» REQUIRED WORK:
Every line below must be reproduced exactly. Copy them all.

[Items from a data source]
┄┄┄┄┄┄┄┄┄┄┄┄┄┄┄┄┄┄┄┄

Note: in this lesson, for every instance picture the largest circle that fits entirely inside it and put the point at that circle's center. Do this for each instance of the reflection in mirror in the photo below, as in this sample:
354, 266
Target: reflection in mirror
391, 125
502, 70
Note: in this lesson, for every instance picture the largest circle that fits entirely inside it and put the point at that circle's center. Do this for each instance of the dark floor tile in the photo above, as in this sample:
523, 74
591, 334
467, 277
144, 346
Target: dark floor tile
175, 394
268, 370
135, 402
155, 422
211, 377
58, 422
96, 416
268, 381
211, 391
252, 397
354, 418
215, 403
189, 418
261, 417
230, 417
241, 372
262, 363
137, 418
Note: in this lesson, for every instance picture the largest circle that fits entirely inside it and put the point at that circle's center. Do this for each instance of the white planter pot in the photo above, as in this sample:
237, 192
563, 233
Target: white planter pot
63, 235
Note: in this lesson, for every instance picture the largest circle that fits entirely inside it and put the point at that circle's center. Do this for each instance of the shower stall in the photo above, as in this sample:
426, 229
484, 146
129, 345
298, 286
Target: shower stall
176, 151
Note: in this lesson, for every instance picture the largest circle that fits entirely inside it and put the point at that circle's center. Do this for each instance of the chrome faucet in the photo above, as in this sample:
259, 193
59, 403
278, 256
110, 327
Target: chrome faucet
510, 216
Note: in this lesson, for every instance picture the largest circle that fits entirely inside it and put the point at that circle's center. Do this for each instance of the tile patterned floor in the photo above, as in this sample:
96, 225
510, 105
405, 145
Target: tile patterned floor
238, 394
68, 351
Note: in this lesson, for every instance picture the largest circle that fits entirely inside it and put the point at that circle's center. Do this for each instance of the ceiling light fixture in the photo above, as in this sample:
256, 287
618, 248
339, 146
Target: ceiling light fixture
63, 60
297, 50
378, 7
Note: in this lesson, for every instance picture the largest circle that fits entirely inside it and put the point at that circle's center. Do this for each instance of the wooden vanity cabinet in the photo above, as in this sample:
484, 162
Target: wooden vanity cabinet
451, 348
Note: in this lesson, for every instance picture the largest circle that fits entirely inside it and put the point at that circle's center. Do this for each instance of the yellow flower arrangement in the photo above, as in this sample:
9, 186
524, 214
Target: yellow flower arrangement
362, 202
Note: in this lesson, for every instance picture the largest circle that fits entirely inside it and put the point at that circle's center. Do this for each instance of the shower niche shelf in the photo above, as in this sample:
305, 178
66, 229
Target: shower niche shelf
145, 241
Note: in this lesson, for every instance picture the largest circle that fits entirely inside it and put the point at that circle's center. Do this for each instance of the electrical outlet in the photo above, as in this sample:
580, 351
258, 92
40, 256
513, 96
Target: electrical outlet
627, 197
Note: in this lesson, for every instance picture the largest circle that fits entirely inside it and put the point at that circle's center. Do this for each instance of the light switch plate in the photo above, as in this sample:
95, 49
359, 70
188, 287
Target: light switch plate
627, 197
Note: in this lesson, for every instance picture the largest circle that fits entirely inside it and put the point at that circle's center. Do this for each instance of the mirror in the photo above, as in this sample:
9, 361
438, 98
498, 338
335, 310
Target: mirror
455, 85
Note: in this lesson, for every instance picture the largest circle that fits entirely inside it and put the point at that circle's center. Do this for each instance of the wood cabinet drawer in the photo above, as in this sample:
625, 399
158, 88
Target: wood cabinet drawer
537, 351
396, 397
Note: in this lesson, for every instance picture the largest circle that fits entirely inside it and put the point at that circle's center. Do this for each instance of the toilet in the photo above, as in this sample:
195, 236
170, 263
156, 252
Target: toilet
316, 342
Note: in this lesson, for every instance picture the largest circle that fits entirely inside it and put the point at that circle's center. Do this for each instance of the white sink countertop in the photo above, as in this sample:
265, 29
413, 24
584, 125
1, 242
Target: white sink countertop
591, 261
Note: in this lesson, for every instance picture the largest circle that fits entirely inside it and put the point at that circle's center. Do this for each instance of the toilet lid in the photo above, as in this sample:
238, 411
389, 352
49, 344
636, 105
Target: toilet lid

┄┄┄┄┄┄┄┄┄┄┄┄┄┄┄┄┄┄┄┄

» ANSWER FOR THIS EXERCISE:
Note: in this lesson, for every instance picture the largest circle that fits entirely inside it and put the point at that circle's center. Do this for each instance of the reflection in mirror in the photo below, as in this sample:
354, 266
Target: reflection in mirror
391, 125
502, 70
Note: in this lesson, for every instance picture the largest circle that fits entirely inside it and put the point at that circle's center. Do this for each instance of the dark floor tile in the photo above, as in this sample:
523, 74
591, 334
467, 277
144, 346
Target: dark floor tile
175, 394
268, 370
135, 402
155, 422
211, 377
58, 422
96, 416
268, 381
211, 391
252, 397
354, 418
215, 403
189, 418
261, 417
230, 417
241, 372
262, 363
137, 418
Note: in this lesson, for every instance picture the largest circle that fits entirely inside it and put the point at that circle's center. Do this for each instance of the white planter pot in the photo above, as in this sample:
237, 192
563, 233
Target: white planter pot
63, 235
Note: in this lesson, for every instance picture the largest circle that fits entirely inside it and put the point at that circle's center. Do this for each instance of the shower stall in the photo above, as in this sample:
426, 229
484, 146
129, 345
298, 286
Target: shower stall
176, 151
Note: in this lesson, for every instance picture the largest circle that fits entirely inside it and put the point at that circle's center. Do this for each instance of the chrome faucet in the photo above, as in this sample:
259, 193
59, 403
278, 256
110, 327
Target: chrome faucet
510, 216
Note: in this lesson, for every instance picture the largest circle that fits entirely inside it and put the point at that circle's center. Do this for each instance of the tile patterned floor in the photo above, as in this sample:
96, 225
510, 105
405, 145
Target: tile patterned floor
238, 394
68, 351
Note: in this lesson, for every instance picture the largest circle that fits entirely inside it and put the point at that circle's center. Do this for each instance of the ceiling light fixture in the photo above, as in this sample:
256, 287
618, 248
339, 146
Target: ceiling light fixture
63, 60
297, 50
378, 7
Note: in this lesson, for every instance picture the largest circle that fits entirely inside it and put the point at that circle's center. Do this for each instance of the wooden vanity cabinet in the photo above, as in this sample:
484, 162
Target: wooden vanity cabinet
451, 348
Note: in this lesson, for every instance picture the largest circle that fits entirely inside it and put the point at that circle's center. Do this for each instance of the yellow flower arrangement in the photo above, as in this sample:
9, 186
524, 214
Target: yellow flower arrangement
362, 202
Note: in this lesson, for every instance picture the largest circle that fits entirely inside it and put the point at that circle's center. Do this for each instance of the shower niche shelf in the photo above, as in this sample:
305, 178
66, 229
Target: shower niche shelf
145, 241
Note: in this lesson, for every instance picture the largest circle that fits entirely inside it and put the point at that circle's center. Do this for each instance of the electrical outlet in the photo above, as in this sample:
580, 351
258, 92
40, 256
513, 96
Target: electrical outlet
627, 197
Note: in this lesson, for every instance picture the largest circle that fits entirely inside it and put the point at that circle's center. Do this for each instance of the light switch plate in the photo above, as in this sample:
95, 49
359, 70
188, 287
Target: light switch plate
627, 197
Note: in this lesson, for every instance picture the largest circle that fits entirely inside it and put the point at that circle's center. Do this for each instance of the mirror in the photo above, as in this sample:
9, 361
438, 98
498, 338
335, 310
Target: mirror
455, 85
Note: in this lesson, for every instance picture the largest circle that fits entirely inside it and put the point at that circle's center. Do this for each instance of the wood cabinet drawer in the photo above, as in this sample:
625, 399
158, 88
Target: wood cabinet drawer
537, 351
396, 397
Note: in this lesson, for every instance picture the largest circle that fits entirely inside it and put the point at that circle's center. Do this for each instance of the toilet in the photo above, as in this sample:
195, 236
170, 263
156, 252
Target: toilet
316, 342
Note: in this lesson, for every instance picture the largest circle that fits entirely inside it and put the point at that circle's center. Do this for each instance of the white sink countertop in the photo above, as in this sample:
265, 29
413, 24
584, 125
1, 242
Target: white sink countertop
591, 261
Note: in this lesson, for every instance picture the largest circle that fits entirely inside it and put the point at that circle's center. Do this for each instance of the toilet lid in the photo above, as in this sample:
238, 411
389, 352
49, 344
636, 105
Target: toilet lid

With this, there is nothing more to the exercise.